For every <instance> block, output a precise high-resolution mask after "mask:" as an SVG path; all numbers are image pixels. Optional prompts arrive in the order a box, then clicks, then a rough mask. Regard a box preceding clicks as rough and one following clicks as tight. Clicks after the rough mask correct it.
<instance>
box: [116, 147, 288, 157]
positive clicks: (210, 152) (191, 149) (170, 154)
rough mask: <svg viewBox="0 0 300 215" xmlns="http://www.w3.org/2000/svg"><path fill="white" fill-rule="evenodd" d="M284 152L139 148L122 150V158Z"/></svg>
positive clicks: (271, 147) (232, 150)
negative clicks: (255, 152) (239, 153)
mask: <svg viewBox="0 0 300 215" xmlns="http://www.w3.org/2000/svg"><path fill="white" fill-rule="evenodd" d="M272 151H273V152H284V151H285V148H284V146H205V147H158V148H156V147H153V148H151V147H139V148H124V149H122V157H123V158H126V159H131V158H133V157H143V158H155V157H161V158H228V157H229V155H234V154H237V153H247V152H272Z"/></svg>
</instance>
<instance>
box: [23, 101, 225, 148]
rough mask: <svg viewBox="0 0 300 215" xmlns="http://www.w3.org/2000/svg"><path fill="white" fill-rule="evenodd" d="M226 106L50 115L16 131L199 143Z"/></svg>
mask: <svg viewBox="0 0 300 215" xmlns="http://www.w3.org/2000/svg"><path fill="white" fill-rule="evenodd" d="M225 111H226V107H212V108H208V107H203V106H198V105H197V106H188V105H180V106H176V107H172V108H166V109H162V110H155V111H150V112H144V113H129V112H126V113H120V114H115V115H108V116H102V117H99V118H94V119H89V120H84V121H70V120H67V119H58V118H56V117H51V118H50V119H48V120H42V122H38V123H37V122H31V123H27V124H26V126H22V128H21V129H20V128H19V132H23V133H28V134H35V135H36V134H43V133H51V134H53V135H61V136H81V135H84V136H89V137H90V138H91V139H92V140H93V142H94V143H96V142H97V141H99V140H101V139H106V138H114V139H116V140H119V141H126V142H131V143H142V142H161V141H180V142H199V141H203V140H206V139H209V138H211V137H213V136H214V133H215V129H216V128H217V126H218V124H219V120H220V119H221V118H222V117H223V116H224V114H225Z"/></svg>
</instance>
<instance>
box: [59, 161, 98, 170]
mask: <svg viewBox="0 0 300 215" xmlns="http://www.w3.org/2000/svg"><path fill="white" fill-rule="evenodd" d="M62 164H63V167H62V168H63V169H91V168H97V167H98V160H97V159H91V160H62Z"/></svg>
==
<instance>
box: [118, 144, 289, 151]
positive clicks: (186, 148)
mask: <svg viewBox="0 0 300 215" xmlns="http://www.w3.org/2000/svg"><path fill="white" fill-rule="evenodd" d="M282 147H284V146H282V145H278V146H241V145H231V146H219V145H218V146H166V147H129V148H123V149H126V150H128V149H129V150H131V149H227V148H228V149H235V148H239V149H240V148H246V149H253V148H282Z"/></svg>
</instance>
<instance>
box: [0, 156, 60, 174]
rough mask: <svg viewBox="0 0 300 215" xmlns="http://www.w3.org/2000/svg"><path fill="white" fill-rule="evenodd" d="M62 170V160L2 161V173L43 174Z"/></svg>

WHAT TO DO: Copy the lines above exactly, beginning at the line that has "positive clicks: (210, 152)" and stopping after the line that has "box: [23, 101, 225, 148]", and omit the rest.

WORKED SOLUTION:
positive clicks: (210, 152) (191, 149) (170, 154)
rough mask: <svg viewBox="0 0 300 215" xmlns="http://www.w3.org/2000/svg"><path fill="white" fill-rule="evenodd" d="M284 152L139 148L122 150V158Z"/></svg>
positive clicks: (271, 147) (232, 150)
negative clicks: (255, 152) (239, 153)
mask: <svg viewBox="0 0 300 215" xmlns="http://www.w3.org/2000/svg"><path fill="white" fill-rule="evenodd" d="M272 151H273V152H284V151H285V148H284V146H205V147H158V148H156V147H153V148H151V147H139V148H124V149H122V157H123V158H126V159H131V158H133V157H143V158H155V157H161V158H228V157H229V155H234V154H237V153H247V152H272Z"/></svg>
</instance>
<instance>
box: [23, 101, 225, 148]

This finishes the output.